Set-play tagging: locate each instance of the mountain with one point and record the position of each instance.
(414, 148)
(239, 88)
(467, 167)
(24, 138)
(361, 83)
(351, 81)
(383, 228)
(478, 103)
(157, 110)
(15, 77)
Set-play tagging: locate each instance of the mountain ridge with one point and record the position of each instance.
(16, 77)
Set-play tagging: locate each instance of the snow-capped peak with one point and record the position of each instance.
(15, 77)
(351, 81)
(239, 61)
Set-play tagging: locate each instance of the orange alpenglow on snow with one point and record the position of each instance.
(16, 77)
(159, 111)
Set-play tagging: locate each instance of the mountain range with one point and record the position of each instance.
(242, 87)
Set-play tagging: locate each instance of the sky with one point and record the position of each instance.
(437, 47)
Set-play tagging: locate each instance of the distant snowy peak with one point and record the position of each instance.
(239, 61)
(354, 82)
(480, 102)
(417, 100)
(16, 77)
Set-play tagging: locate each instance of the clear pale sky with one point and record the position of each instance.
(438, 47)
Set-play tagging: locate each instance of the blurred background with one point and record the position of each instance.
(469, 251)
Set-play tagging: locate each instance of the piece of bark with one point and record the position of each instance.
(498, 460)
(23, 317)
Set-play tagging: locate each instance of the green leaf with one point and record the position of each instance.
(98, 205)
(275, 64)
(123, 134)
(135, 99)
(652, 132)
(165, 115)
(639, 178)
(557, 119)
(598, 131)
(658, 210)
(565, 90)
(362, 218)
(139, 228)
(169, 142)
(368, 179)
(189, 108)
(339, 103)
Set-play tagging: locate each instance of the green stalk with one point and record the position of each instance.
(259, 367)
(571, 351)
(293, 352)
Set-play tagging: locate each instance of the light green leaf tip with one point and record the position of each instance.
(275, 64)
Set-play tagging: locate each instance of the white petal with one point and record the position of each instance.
┄┄┄┄┄┄┄┄┄┄
Exercise aim:
Pull out the lines from the one containing "Set-play tagging: locate each instance of the sky" through the last of the items and reproduce them unchanged.

Response:
Set-play tagging: locate each instance of the sky with one point and record the position of each instance.
(437, 47)
Set-play tagging: locate each instance of the distant snowy peak with one point and record the position of each instance.
(239, 61)
(354, 82)
(480, 102)
(417, 100)
(16, 77)
Set-play tagging: locate each instance of the clear pale sky with one point and record the position of each instance.
(438, 47)
Set-play tagging: locate each instance of the blurred background with one point and record the position of each instance.
(469, 251)
Set-play tagging: locate each instance of the piece of bark with one point and record the position of each instance.
(498, 460)
(23, 317)
Set-play tagging: locate each instance of the green leaf with one point and record the position of each instance.
(98, 205)
(275, 64)
(123, 134)
(135, 99)
(652, 132)
(165, 115)
(639, 178)
(557, 119)
(598, 131)
(658, 210)
(565, 90)
(362, 218)
(139, 228)
(169, 142)
(368, 179)
(189, 108)
(339, 103)
Set-play tagging: locate each instance of the green stalk with one point and record the position of each instance.
(259, 367)
(571, 351)
(293, 352)
Set-play tagging: locate each instance of the light green leaf tip with one point and record the position of each instance.
(275, 64)
Set-play tagging: locate each instance of the white petal with one point and record the position of each instance.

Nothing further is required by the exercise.